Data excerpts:
* * * * * * * * *

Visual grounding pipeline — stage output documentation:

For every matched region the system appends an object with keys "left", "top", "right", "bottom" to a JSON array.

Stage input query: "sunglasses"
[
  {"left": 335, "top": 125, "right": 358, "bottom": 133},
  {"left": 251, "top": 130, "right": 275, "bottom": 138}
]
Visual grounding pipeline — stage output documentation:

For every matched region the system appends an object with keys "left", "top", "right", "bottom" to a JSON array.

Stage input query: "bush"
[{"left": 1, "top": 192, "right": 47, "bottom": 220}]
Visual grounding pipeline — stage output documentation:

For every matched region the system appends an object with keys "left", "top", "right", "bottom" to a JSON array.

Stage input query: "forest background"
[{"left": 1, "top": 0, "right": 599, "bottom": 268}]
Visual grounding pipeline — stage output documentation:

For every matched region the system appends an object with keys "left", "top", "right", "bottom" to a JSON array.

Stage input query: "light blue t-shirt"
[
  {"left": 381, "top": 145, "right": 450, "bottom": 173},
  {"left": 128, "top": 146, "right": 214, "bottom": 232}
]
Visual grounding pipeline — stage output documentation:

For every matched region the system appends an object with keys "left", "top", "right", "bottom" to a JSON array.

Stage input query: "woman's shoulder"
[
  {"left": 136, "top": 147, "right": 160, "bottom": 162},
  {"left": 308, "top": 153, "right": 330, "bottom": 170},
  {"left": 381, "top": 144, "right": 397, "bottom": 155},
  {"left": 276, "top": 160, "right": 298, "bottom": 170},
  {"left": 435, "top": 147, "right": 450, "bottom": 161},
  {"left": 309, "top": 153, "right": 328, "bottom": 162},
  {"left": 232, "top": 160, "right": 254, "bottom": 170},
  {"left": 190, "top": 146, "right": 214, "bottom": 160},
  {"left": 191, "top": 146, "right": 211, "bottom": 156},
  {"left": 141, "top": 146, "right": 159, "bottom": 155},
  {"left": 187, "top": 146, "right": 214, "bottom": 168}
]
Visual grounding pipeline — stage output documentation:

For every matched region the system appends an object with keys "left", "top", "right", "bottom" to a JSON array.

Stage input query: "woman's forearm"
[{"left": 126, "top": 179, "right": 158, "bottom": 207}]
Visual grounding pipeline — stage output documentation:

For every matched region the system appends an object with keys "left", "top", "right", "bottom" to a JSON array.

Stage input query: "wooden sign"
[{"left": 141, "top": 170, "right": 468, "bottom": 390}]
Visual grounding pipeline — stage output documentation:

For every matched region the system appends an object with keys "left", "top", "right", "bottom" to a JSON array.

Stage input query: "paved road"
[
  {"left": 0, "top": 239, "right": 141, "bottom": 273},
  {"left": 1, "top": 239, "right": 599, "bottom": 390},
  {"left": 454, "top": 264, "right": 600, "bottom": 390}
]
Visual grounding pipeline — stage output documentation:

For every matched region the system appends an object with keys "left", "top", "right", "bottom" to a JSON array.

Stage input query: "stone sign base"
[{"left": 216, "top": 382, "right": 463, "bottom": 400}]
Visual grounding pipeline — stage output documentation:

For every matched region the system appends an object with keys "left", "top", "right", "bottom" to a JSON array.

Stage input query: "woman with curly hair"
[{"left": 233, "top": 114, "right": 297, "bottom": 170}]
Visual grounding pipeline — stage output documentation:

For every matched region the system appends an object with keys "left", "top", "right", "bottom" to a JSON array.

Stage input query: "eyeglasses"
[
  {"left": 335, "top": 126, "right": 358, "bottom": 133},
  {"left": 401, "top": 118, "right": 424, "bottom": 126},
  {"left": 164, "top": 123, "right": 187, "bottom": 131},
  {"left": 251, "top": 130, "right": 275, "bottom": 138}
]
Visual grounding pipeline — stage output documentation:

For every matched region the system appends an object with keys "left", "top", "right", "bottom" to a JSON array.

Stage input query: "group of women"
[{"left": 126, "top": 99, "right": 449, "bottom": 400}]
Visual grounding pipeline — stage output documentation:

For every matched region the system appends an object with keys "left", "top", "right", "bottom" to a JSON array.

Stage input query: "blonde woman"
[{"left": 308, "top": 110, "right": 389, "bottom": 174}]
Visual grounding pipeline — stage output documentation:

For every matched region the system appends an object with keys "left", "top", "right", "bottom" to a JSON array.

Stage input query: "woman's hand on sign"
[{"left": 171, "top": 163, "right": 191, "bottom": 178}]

* * * * * * * * *

» Your goal: The reply should consist of the records, reproduced exactly.

» Reply:
Visual grounding pipeline — stage output documentation:

For every matched region the system appends an object with keys "left", "top", "right", "bottom" to a JSON array.

Stage input query: "sunglasses"
[
  {"left": 335, "top": 125, "right": 358, "bottom": 133},
  {"left": 251, "top": 130, "right": 275, "bottom": 138}
]
Visual grounding pipeline — stage output documentation:

For every matched region the system appends an object with keys "left", "top", "right", "bottom" to a JSON array.

Stage input query: "bush"
[{"left": 1, "top": 192, "right": 47, "bottom": 220}]
Visual grounding pipeline — stage output documentation:

For every matched region the system appends an object with keys "left", "top", "right", "bottom" to a JSON array.

Stage input query: "forest background"
[{"left": 1, "top": 0, "right": 599, "bottom": 268}]
Visual grounding pipeline — stage output documentation:

For every matched region the system appends an object with keys "left", "top", "right", "bottom" to a JSON array.

Stage input query: "light blue t-shirt"
[
  {"left": 381, "top": 145, "right": 450, "bottom": 173},
  {"left": 128, "top": 146, "right": 214, "bottom": 232}
]
Visual grounding pipeline — stage output documentation:

For every matched region the system appends an object with keys "left", "top", "right", "bottom" to a JSON array.

Stage input query: "woman's shoulder"
[
  {"left": 136, "top": 147, "right": 160, "bottom": 162},
  {"left": 308, "top": 153, "right": 330, "bottom": 170},
  {"left": 381, "top": 144, "right": 397, "bottom": 155},
  {"left": 276, "top": 160, "right": 298, "bottom": 170},
  {"left": 435, "top": 147, "right": 450, "bottom": 161},
  {"left": 309, "top": 153, "right": 328, "bottom": 162},
  {"left": 232, "top": 160, "right": 254, "bottom": 170},
  {"left": 190, "top": 146, "right": 214, "bottom": 160},
  {"left": 191, "top": 146, "right": 211, "bottom": 156},
  {"left": 141, "top": 146, "right": 159, "bottom": 155},
  {"left": 187, "top": 146, "right": 214, "bottom": 168}
]
Visual grounding pipeline — stage output documentation:

For every matched region the system appends an object with keys "left", "top", "right", "bottom" to a JSON array.

Stage input query: "woman's forearm"
[{"left": 126, "top": 179, "right": 158, "bottom": 207}]
Visual grounding pipeline — stage output documentation:

For every matched region the system appends an object with keys "left", "top", "right", "bottom" to a JSON array.

Stage input query: "wooden sign"
[{"left": 141, "top": 170, "right": 468, "bottom": 390}]
Visual grounding pipeline — stage output documentation:

For every matched region the system appends an object with keys "left", "top", "right", "bottom" to a JSON array.

Stage input query: "paved road"
[
  {"left": 0, "top": 239, "right": 141, "bottom": 273},
  {"left": 1, "top": 239, "right": 599, "bottom": 390},
  {"left": 454, "top": 264, "right": 600, "bottom": 390}
]
Visual grounding pipeline — stage output documentation:

For every matched region the system appends an object with keys "left", "top", "right", "bottom" to a JSON array.

Stage input query: "stone sign base"
[{"left": 216, "top": 382, "right": 463, "bottom": 400}]
Visual grounding pipeline — stage output documentation:

For every matched region the system appends an object with keys "left", "top", "right", "bottom" to a JSON array.

Stage input query: "woman with curly hair"
[{"left": 233, "top": 114, "right": 297, "bottom": 170}]
Visual grounding pipeline — stage output documentation:

For every matched region the system appends an object with keys "left", "top", "right", "bottom" to a JSON array.

Stage input query: "eyeglasses"
[
  {"left": 335, "top": 126, "right": 358, "bottom": 133},
  {"left": 401, "top": 118, "right": 424, "bottom": 126},
  {"left": 164, "top": 123, "right": 187, "bottom": 131},
  {"left": 251, "top": 130, "right": 275, "bottom": 138}
]
Visual grounding pipeline — stage output documentation:

For every matched region the system appends an object with keys "left", "top", "right", "bottom" to a JSON array.

Stage input query: "group of women"
[{"left": 126, "top": 99, "right": 449, "bottom": 400}]
Visual grounding pipeline — stage output documentation:

For every matched region the system appends an object with keys "left", "top", "right", "bottom" to a JSON array.

Stage input query: "blonde woman"
[{"left": 308, "top": 110, "right": 389, "bottom": 174}]
Visual grounding pipeline — stage output documentation:

For every matched region the system appends an object with keys "left", "top", "right", "bottom" to a JSON array.

Stage input query: "woman's hand on sign"
[{"left": 171, "top": 163, "right": 191, "bottom": 178}]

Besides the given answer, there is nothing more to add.